Yapılacak İş -
Mükellef ve mali müşavir artış oranlarıyla ilgili aşağıdaki yazıda "Bakalım kabaca bu" ile başlayıp "civarlarında olduğunu görmekteyiz." ile biten bölümü, "firma" yerine "şirket" koyarak yeniden yazar mısınız?

Mükellef ve Mali Müşavir Artış Oranları
Muhasebe Bilenler Topluluğu’nun Değerli Üyeleri;
Son 15 Yılda Türkiye’deki Mükellef ve Mali Müşavir Artışı İstatistikleri ile Mali Müşavir Başına Düşen Mükellef İstatistiklerini ve S.M.M.M.- Y.M.M. Sınav Başarı oranlarını sizler için toparlamaya çalıştım.
Mali Müşavirler Eğitim ve Dayanışma Derneği ile Muhasebe Bilenler Topluluğu olarak 15 Nisan 2017 Tarihinde düzenlemiş olduğumuz seminer öncesi Yeterlilik Sınavını yeni kazanmış ve Ruhsatını seminer gününde alan arkadaşlarımıza nasıl bir ortamın içerisine girdiğini anlatmak üzere bir sunum yapmıştım ve bu sunum sonunda eskiden üstatlarımızın “Serkan’cığım ben bu meslekten geçmişte çok güzel paralar kazandım. Ama şimdi durum çok farklı” cümlelerini de özetler gibi bir sonuç ortaya çıktığını hep birlikte görmüştük. Sizlerin de yorumuna sunmak üzere bunu yazı haline getirmek istedim.
Bakalım kabaca bu bahsedilen sürelerden sonra neler olmuş. 2002-2017 yılları arasında S.M.M.M. ve Y.M.M. sınav başarı oranlarını analiz ederek açılışı yapayım.
Akabinde her Mali Müşavire düşen firma sayısındaki yıl yıl değişim nasıl olmuş hızlıca analiz edelim.
S.M.M.M. SINAVI ANALİZİ 1992-2013 (TIKLAYIP DEVAMINI AÇABİLİRSİNİZ)
Gördüğünüz üzere 1992 Yılındaki Katılım 626 iken 2013 yılındaki katılım 43.352 gibi ciddi bir artış göstermektedir. Bunun yanında katılanların başarı oranları da 1992 %71,88 ile 450 kişi iken 2013 Yılında %18,35 ile 7.958 kişi olmuştur. Oran olarak bakıldığında ise en yüksek başarı %74,89(Neredeyse 4 kişiden 3ü) en düşük başarı ise %15,20 olmuştur. 2017 yılında ise aldığım bilgilere göre %11 civarlarında olduğunu görmekteyiz.
(Yeterlilik sürecini tamamlamayanları göz önüne aldığımızda %8 lere tekabul etmektedir.)

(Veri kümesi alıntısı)
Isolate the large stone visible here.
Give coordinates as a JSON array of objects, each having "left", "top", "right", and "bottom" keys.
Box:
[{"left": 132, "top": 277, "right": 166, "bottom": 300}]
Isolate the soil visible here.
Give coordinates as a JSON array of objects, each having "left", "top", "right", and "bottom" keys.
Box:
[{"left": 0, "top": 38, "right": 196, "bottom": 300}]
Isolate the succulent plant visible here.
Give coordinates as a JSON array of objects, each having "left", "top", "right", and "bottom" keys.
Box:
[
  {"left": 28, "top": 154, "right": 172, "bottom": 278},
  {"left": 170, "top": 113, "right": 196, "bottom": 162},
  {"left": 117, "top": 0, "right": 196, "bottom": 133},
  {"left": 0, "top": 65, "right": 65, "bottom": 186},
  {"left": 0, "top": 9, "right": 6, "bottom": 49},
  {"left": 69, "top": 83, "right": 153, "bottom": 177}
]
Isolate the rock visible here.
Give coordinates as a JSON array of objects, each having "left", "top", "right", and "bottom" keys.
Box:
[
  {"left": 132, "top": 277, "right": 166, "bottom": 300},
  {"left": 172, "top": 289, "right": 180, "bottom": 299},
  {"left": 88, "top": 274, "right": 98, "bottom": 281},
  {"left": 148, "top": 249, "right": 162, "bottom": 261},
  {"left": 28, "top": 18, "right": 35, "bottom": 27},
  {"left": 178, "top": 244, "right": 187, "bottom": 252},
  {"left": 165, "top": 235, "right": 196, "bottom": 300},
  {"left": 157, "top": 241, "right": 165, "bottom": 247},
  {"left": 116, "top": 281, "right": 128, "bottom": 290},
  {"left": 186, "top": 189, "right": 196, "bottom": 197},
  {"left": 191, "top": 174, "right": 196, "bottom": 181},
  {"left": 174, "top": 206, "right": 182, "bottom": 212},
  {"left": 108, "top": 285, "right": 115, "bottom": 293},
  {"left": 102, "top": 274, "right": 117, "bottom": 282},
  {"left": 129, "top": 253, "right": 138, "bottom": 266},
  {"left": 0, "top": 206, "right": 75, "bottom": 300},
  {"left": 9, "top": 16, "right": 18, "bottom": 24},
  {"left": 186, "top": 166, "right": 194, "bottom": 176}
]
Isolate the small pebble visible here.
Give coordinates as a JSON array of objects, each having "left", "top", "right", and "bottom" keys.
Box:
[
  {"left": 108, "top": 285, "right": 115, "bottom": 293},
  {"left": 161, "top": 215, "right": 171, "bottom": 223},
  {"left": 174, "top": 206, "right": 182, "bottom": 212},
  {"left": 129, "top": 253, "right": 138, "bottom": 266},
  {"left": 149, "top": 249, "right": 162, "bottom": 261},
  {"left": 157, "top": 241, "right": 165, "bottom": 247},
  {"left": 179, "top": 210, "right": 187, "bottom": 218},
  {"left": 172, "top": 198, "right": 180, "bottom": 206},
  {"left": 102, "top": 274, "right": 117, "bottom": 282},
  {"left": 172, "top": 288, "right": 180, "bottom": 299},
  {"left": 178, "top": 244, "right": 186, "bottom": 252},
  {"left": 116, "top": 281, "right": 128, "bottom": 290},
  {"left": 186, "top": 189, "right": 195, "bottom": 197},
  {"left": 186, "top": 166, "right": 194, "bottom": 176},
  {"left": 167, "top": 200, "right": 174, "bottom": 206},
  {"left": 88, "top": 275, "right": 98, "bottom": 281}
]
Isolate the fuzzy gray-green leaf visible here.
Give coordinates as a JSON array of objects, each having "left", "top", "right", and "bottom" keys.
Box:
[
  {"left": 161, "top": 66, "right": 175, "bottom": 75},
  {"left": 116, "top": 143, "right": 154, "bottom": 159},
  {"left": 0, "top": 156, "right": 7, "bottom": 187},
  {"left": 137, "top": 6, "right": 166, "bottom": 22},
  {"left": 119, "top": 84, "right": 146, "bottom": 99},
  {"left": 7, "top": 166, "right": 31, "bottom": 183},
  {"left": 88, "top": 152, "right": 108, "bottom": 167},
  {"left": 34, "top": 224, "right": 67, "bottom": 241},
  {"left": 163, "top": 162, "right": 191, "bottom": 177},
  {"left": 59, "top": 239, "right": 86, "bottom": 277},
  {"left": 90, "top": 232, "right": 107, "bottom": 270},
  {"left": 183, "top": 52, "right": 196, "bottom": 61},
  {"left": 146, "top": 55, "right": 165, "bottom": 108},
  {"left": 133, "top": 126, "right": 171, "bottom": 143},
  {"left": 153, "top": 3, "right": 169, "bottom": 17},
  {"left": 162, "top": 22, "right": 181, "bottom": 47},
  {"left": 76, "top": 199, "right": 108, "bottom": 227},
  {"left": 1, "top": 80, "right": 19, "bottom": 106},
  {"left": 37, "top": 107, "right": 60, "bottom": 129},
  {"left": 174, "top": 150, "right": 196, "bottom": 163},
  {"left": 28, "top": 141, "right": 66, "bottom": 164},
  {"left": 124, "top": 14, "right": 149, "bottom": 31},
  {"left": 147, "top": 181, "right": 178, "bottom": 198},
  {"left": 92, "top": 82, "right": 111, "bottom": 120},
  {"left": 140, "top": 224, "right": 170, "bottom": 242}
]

Sorunun Cevabı -
Bakalım kabaca bu bahsedilen sürelerden sonra neler olmuş. 2002-2017 yılları arasında S.M.M.M. ve Y.M.M. sınav başarı oranlarını analiz ederek açılışı yapayım.
Akabinde her Mali Müşavire düşen şirket sayısındaki yıl yıl değişim nasıl olmuş hızlıca analiz edelim.
S.M.M.M. SINAVI ANALİZİ 1992-2013 (TIKLAYIP DEVAMINI AÇABİLİRSİNİZ)
Gördüğünüz üzere 1992 Yılındaki Katılım 626 iken 2013 yılındaki katılım 43.352 gibi ciddi bir artış göstermektedir. Bunun yanında katılanların başarı oranları da 1992 %71,88 ile 450 kişi iken 2013 Yılında %18,35 ile 7.958 kişi olmuştur. Oran olarak bakıldığında ise en yüksek başarı %74,89(Neredeyse 4 kişiden 3ü) en düşük başarı ise %15,20 olmuştur. 2017 yılında ise aldığım bilgilere göre %11 civarlarında olduğunu görmekteyiz.